[START Data supplied]

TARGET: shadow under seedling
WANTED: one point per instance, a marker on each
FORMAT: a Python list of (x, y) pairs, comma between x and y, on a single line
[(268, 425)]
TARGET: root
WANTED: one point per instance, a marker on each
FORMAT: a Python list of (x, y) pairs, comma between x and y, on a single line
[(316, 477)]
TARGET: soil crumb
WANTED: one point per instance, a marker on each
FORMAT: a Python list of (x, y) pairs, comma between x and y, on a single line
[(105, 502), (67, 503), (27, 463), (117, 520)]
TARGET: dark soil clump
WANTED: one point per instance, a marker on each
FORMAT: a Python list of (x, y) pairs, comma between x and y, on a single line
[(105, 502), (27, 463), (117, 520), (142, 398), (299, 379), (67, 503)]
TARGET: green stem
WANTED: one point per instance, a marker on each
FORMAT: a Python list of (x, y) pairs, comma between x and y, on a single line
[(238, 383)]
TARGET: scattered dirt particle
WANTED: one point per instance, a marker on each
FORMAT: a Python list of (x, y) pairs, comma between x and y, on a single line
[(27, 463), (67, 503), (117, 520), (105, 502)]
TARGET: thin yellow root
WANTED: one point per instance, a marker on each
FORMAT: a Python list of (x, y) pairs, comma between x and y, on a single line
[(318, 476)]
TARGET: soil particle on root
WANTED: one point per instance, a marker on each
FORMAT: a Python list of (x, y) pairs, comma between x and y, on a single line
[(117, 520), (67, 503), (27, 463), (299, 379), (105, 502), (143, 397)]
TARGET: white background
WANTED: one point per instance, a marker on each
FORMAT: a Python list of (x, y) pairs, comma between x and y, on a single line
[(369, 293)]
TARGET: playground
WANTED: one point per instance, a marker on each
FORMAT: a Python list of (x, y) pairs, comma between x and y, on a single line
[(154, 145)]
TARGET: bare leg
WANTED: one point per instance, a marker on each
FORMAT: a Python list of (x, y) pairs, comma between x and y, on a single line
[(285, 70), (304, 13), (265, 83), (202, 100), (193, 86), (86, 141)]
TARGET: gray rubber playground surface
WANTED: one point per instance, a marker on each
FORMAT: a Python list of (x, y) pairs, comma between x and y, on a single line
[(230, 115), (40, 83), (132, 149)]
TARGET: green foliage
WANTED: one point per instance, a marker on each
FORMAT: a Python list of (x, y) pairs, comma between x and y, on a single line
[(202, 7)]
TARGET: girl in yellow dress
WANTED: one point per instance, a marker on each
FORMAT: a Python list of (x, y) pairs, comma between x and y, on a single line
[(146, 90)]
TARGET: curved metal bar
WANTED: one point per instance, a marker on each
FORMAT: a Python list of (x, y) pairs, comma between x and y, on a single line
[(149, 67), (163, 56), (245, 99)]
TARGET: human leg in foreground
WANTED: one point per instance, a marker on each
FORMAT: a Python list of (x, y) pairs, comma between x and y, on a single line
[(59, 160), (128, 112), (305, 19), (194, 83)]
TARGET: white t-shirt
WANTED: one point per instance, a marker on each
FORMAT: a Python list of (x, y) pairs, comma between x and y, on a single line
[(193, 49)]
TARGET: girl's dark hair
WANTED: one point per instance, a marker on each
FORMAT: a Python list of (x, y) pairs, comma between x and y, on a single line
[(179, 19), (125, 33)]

[END Data supplied]

Objective
Copy every one of the lines above verbatim, from first to last.

Solution to this task
TARGET: shadow under seedling
WANTED: one point per instance, a marker on each
FORMAT: a Python list of (x, y) pairs, comma between x and y, on a single line
[(268, 425)]
TARGET: root
WANTED: one point per instance, a marker on each
FORMAT: a Python list of (x, y) pairs, comma between x and y, on a single line
[(316, 477)]
TARGET: soil crumb
WANTED: one point per instance, a marker on each
FORMAT: a Python list of (x, y) pairs, comma between x and y, on a single line
[(105, 502), (67, 503), (27, 463), (117, 520)]
TARGET: dark soil clump
WANTED: one point per instance, a marker on each
FORMAT: a Python list of (x, y) pairs, comma between x and y, on a single line
[(105, 502), (27, 463), (117, 520), (142, 398), (299, 379), (67, 503)]
TARGET: green stem
WANTED: one point per instance, a marker on each
FORMAT: a Python list of (x, y) pairs, comma between x and y, on a single line
[(238, 383)]
TARGET: scattered dirt particle
WANTED: one point per instance, a marker on each
FORMAT: a Python list of (x, y) pairs, comma between x and y, on a single line
[(27, 463), (67, 503), (117, 520), (105, 502)]
TARGET: thin yellow root
WANTED: one point per instance, a marker on each
FORMAT: a Python list of (x, y) pairs, comma between x and y, on a single line
[(318, 476)]
TARGET: soil particle on root
WANTED: one point per instance, a marker on each
FORMAT: a Python list of (x, y) pairs, comma between x and y, on a single line
[(117, 520), (67, 503), (27, 463), (299, 379), (105, 502), (143, 397)]
TARGET: white background
WANTED: one point per instance, a marker on each
FORMAT: a Python list of (x, y) pairs, comma between x and y, on a single line
[(369, 293)]
TARGET: playground
WANTED: one point per instance, a marker on each
FORMAT: a Python list of (x, y) pairs, comma between x and y, on a single line
[(154, 145)]
TARGET: bare leg
WANTED: one point per instance, a marker on each
FORMAT: a Python list of (x, y) pairs, comma between x and y, on a single line
[(285, 70), (304, 13), (265, 83), (202, 100), (193, 86), (86, 141)]
TARGET: gray rubber playground surface
WANTED: one point per instance, a marker on each
FORMAT: a Python list of (x, y) pairs, comma between x and y, on a single line
[(230, 115), (40, 83), (132, 149)]
TARGET: green foliage
WANTED: one point per instance, a marker on each
FORMAT: a Python list of (x, y) pairs, comma between x and y, on a single line
[(202, 7)]
TARGET: girl in yellow dress
WANTED: one point per instance, a marker on each
FORMAT: a Python list of (x, y) pairs, comma between x and y, on a single line
[(146, 90)]
TARGET: curved metal bar
WANTED: one point per instance, a marker on each
FORMAT: a Python list of (x, y) pairs, comma between x and y, on a single line
[(149, 67), (163, 56), (245, 99)]
TARGET: human leg in foreground
WANTED: one point per instance, a marker on each
FORMAT: a Python list of (x, y) pairs, comma between x and y, on a single line
[(59, 160), (128, 112), (305, 19), (194, 83)]
TARGET: white t-shirt
WANTED: one point per instance, a marker on each
FORMAT: a Python list of (x, y) pairs, comma between x and y, on a single line
[(193, 49)]
TARGET: girl's dark hair
WANTED: one point per instance, a marker on each
FORMAT: a Python list of (x, y) pairs, comma between x and y, on a single line
[(179, 19), (125, 33)]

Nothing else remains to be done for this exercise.